Dataset records ::

--

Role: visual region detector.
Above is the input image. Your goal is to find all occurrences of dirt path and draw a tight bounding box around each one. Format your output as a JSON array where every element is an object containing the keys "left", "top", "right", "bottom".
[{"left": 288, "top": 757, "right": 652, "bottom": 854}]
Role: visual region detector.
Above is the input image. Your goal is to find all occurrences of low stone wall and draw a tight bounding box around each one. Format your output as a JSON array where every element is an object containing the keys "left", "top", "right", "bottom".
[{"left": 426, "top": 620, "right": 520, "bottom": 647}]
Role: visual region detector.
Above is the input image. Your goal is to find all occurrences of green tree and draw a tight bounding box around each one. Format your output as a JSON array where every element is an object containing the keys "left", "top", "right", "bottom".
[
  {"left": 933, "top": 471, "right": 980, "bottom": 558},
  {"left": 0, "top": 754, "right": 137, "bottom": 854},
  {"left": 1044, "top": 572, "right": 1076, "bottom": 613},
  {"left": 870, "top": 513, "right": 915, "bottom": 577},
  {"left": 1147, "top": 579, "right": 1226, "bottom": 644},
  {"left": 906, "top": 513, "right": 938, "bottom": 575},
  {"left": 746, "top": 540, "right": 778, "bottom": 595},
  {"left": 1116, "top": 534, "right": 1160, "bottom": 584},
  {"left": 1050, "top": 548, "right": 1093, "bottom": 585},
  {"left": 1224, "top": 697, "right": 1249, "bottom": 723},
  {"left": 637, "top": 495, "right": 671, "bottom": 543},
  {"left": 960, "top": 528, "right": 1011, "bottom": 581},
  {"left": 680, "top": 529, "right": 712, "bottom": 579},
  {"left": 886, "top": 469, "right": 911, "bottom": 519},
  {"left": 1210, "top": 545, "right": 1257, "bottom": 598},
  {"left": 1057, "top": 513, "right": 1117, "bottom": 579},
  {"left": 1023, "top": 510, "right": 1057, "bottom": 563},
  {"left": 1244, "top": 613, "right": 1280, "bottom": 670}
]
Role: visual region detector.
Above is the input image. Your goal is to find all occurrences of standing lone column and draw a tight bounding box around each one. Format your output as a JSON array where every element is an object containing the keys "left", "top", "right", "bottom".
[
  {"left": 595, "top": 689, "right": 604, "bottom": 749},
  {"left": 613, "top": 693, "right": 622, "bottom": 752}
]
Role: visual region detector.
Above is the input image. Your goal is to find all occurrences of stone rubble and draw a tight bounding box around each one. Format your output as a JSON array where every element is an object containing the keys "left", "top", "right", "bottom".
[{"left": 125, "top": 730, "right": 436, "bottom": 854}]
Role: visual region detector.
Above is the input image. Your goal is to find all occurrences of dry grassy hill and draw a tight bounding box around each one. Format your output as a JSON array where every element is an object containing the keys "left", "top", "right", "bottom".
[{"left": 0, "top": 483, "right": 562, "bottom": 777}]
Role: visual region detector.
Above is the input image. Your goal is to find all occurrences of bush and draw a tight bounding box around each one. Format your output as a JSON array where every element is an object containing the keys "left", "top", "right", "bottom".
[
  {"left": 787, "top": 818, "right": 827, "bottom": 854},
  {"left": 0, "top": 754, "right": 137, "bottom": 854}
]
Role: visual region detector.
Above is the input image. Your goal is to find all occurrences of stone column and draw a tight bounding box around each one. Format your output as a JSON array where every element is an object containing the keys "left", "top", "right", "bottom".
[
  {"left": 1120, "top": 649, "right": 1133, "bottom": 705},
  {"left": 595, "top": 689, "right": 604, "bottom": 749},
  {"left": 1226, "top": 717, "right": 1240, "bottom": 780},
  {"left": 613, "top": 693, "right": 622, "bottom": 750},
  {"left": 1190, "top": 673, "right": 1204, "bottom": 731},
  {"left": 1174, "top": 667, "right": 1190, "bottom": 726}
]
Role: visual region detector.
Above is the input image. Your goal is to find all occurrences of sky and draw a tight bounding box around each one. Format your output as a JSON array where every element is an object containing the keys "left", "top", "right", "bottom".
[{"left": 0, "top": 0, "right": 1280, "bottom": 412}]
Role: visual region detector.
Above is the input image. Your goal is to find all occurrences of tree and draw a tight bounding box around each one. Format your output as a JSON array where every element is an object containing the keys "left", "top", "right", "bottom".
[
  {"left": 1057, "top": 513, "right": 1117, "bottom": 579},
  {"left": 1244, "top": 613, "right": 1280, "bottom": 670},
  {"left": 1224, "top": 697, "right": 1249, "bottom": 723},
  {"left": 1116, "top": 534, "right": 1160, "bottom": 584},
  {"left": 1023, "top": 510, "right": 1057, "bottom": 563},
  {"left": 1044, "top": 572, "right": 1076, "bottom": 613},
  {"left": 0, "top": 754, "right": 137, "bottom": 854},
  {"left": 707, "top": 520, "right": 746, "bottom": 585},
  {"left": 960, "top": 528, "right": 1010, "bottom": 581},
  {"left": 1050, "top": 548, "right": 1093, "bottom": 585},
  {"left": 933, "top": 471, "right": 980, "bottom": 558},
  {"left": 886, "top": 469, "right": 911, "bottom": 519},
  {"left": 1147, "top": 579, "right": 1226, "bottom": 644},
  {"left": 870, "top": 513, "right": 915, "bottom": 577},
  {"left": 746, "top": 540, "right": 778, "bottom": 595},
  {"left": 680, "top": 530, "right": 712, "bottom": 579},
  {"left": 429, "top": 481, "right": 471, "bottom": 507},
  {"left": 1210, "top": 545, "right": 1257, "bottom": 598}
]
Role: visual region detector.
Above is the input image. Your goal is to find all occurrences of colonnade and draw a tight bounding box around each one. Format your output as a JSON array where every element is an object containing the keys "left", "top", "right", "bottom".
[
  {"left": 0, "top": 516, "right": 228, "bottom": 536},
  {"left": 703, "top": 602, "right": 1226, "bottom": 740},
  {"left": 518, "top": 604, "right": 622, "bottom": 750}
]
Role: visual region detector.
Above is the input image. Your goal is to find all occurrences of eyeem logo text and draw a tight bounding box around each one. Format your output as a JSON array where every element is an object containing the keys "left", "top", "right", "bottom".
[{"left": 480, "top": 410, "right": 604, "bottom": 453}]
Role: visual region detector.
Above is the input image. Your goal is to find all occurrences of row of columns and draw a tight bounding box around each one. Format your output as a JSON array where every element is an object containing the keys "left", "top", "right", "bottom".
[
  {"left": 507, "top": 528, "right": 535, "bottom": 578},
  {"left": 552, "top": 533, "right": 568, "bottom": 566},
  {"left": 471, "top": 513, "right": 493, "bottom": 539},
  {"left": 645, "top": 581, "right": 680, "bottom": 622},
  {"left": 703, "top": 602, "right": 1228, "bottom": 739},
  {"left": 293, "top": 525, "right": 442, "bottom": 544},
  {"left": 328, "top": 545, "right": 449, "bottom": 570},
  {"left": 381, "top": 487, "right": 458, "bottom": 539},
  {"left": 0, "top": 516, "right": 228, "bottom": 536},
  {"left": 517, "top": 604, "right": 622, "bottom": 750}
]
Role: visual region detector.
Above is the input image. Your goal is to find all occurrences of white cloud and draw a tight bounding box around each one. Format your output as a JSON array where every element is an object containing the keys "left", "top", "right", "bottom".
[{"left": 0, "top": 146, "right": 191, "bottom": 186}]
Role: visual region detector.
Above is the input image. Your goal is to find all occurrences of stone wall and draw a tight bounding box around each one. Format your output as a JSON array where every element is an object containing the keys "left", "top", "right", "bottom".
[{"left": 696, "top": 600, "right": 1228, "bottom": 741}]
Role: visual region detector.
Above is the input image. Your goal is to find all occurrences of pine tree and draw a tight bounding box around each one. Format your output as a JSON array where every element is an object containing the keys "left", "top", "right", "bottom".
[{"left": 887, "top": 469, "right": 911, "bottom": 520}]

--

The task :: Extract each line from the entries above that contains the string "tree".

Task output ::
Above is the input image. Your goal is to find all occurrences of green tree and draw a tight bounding box around each one. Format your output as a JSON array where every element is an object containing the keys "left", "top", "right", "bottom".
Above is the input image. Your goal is to find all occurrences of tree and draw a tight bounding box around each one. Format your output as a JSON array where every element is an object containing the keys "left", "top", "right", "bottom".
Above is the input image. Your goal is to find all occurrences of pine tree and draw a tight bounding box around each one. Format your output as a JSON array where every element is an object containing the keys "left", "top", "right", "bottom".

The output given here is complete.